Transcribe exactly, and only, the lines from the one containing "Note to the class: identify the blue compound" through the last line of the data.

....................

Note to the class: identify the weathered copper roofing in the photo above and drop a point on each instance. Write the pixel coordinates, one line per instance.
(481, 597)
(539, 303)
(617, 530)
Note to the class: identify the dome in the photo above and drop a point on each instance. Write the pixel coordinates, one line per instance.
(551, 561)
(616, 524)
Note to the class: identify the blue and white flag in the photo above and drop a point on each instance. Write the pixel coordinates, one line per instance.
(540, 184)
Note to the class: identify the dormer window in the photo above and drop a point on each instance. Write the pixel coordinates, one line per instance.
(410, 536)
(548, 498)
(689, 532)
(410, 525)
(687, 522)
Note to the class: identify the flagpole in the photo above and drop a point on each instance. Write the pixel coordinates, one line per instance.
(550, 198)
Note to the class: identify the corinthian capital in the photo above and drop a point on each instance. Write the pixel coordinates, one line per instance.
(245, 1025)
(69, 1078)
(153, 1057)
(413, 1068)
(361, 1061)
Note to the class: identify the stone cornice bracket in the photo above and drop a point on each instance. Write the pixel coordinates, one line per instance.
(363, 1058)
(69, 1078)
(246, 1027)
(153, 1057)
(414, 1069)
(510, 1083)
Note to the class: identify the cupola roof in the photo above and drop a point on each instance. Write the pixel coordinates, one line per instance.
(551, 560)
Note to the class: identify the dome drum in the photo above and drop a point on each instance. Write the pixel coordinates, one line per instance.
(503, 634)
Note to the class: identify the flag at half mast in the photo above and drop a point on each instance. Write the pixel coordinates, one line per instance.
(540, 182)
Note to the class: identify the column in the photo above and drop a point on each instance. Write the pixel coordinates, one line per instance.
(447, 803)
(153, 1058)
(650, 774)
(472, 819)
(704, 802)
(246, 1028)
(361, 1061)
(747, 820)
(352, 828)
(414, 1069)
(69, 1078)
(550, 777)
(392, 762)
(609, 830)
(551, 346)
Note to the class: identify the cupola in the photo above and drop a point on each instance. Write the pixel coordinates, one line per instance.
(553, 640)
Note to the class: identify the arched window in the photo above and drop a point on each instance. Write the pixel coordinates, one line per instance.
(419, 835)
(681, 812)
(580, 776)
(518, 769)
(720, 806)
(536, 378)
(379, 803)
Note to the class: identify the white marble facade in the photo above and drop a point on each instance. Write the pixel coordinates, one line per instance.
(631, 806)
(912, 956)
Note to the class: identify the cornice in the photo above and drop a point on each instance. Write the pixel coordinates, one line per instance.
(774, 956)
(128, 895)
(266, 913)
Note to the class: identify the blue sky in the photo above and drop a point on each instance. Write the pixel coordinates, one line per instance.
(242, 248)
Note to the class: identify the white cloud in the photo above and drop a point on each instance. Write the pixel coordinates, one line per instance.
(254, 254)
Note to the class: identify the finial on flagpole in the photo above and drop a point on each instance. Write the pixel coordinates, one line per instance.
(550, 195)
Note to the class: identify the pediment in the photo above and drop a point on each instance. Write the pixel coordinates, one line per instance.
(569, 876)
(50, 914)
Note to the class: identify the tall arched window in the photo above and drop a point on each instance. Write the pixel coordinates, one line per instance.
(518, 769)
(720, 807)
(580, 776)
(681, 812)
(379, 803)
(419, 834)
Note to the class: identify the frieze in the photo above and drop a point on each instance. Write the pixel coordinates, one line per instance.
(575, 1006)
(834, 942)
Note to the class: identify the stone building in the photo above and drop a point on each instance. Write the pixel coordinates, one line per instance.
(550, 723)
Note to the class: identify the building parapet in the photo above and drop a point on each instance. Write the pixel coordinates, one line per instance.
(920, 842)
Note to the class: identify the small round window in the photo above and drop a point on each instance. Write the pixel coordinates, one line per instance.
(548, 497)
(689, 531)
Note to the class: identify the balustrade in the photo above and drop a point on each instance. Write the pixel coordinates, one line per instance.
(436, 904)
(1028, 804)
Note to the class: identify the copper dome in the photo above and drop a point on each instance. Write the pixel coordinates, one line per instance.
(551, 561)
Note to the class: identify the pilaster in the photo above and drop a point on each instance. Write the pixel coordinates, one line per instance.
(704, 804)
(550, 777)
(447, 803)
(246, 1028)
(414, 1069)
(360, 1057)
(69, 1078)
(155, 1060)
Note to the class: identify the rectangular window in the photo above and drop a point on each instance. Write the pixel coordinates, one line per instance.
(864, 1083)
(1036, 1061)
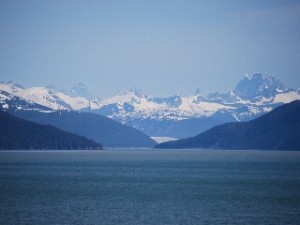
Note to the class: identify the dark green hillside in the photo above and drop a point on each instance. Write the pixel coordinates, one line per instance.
(98, 128)
(16, 133)
(277, 130)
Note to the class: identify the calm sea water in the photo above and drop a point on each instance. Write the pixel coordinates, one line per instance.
(149, 187)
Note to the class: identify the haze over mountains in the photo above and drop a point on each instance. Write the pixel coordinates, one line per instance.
(175, 116)
(276, 130)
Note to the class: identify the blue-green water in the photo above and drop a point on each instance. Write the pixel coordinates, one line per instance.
(149, 187)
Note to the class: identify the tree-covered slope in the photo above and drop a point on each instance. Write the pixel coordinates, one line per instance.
(96, 127)
(16, 133)
(278, 130)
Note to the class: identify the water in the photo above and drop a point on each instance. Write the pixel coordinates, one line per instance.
(149, 187)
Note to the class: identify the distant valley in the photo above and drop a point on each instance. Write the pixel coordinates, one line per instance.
(130, 118)
(276, 130)
(175, 117)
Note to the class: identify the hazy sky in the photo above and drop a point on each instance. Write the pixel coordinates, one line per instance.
(163, 47)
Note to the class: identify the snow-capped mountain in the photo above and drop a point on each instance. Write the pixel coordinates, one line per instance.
(47, 97)
(173, 116)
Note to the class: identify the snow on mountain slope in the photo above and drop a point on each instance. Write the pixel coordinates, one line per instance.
(287, 97)
(48, 97)
(252, 96)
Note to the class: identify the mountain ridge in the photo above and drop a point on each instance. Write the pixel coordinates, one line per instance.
(19, 134)
(276, 130)
(251, 97)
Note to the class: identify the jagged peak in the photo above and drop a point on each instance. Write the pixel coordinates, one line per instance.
(135, 91)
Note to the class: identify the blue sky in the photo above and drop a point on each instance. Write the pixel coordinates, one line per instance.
(163, 47)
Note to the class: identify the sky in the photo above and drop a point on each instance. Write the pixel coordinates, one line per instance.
(162, 47)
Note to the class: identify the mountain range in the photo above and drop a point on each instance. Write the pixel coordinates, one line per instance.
(276, 130)
(174, 116)
(17, 134)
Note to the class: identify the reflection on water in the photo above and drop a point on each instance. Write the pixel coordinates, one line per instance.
(149, 187)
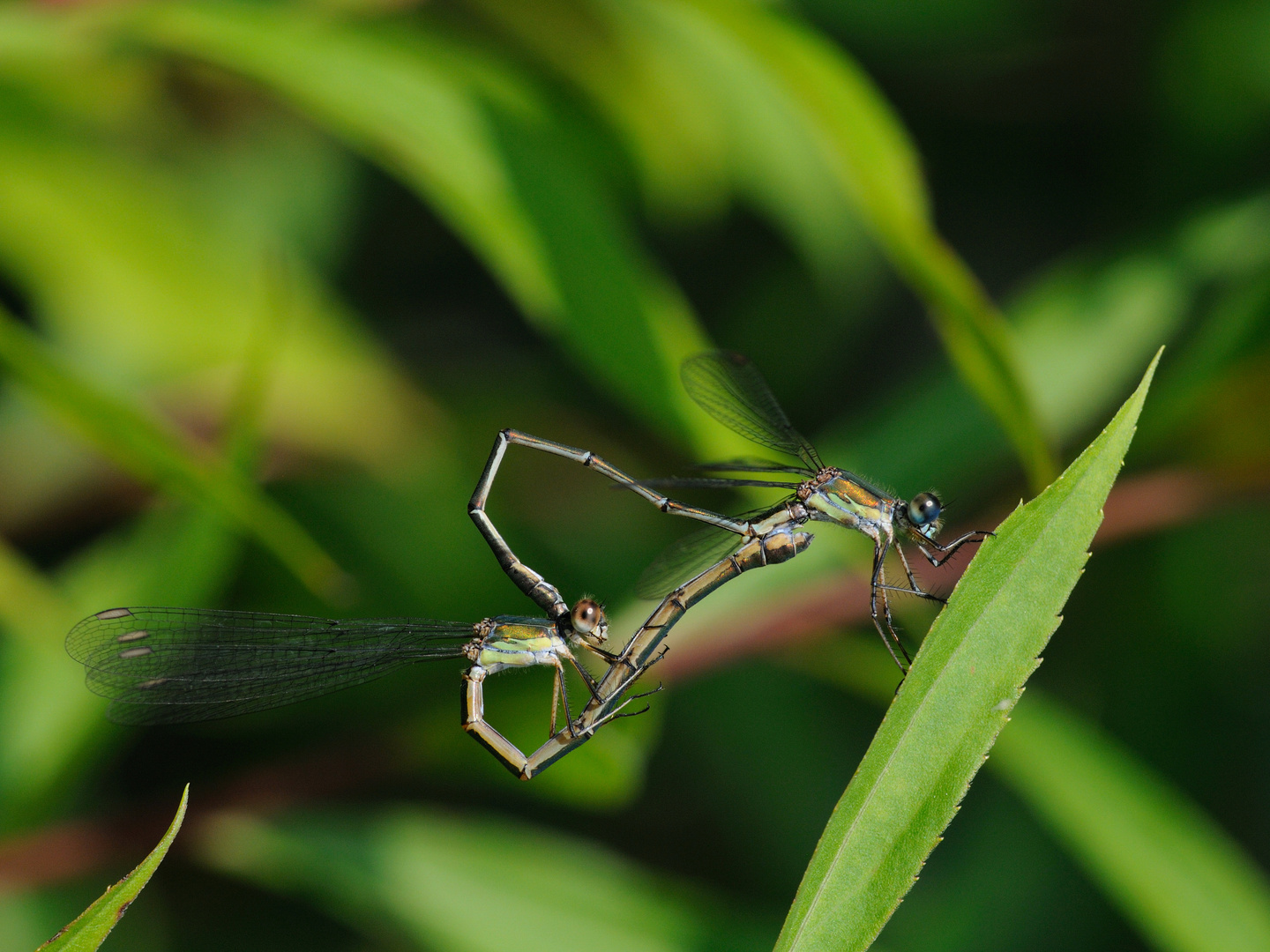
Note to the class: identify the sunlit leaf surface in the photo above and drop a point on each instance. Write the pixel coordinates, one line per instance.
(954, 703)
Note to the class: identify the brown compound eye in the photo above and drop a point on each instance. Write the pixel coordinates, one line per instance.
(587, 616)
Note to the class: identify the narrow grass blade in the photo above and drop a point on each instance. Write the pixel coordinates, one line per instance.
(1161, 859)
(878, 167)
(89, 931)
(152, 453)
(1166, 865)
(478, 141)
(419, 871)
(954, 703)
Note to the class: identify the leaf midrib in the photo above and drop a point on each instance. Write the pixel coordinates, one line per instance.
(912, 720)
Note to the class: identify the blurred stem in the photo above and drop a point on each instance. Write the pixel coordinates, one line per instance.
(1157, 856)
(153, 455)
(978, 342)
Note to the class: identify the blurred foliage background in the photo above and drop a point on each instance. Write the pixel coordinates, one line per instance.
(273, 276)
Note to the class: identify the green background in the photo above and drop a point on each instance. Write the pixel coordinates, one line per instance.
(274, 274)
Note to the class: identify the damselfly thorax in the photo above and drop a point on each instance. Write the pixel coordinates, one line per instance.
(179, 666)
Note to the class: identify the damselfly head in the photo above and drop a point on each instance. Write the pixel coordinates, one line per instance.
(923, 513)
(588, 619)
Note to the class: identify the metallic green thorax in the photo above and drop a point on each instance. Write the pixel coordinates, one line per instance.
(512, 641)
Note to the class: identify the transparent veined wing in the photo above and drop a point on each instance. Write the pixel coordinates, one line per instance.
(176, 666)
(732, 390)
(686, 559)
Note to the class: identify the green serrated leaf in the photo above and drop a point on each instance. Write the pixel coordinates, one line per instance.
(1161, 859)
(89, 931)
(957, 698)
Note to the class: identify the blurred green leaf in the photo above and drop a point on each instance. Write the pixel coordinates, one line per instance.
(471, 885)
(394, 97)
(967, 677)
(1169, 867)
(147, 279)
(478, 143)
(89, 931)
(153, 453)
(1166, 865)
(773, 79)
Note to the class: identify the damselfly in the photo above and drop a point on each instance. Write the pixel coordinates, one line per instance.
(730, 389)
(175, 666)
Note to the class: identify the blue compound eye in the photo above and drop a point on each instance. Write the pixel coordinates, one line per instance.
(925, 509)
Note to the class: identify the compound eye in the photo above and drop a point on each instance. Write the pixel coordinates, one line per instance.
(925, 509)
(587, 616)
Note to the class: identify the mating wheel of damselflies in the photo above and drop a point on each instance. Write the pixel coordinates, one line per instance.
(178, 666)
(732, 390)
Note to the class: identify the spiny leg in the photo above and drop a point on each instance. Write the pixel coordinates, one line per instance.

....................

## Solution below
Note to the class: identify the blue compound eye in the photo above and drop a point on each instance. Write the pixel coordinates, one line per instance.
(925, 509)
Note to the class: identify the compound eye in the photo above and drop a point on each instance. Write the pixel coordinates, one line per instance.
(925, 509)
(587, 616)
Note to the class: identify the mating wheel of damselflies in the photo above and drop a point on each instance. Write the pixel coordinates, one line per instance.
(178, 666)
(732, 390)
Note to the class: identify the spiny leg in the photo above and drop a point on each instance. Write the pixel coordinates, one line per instance.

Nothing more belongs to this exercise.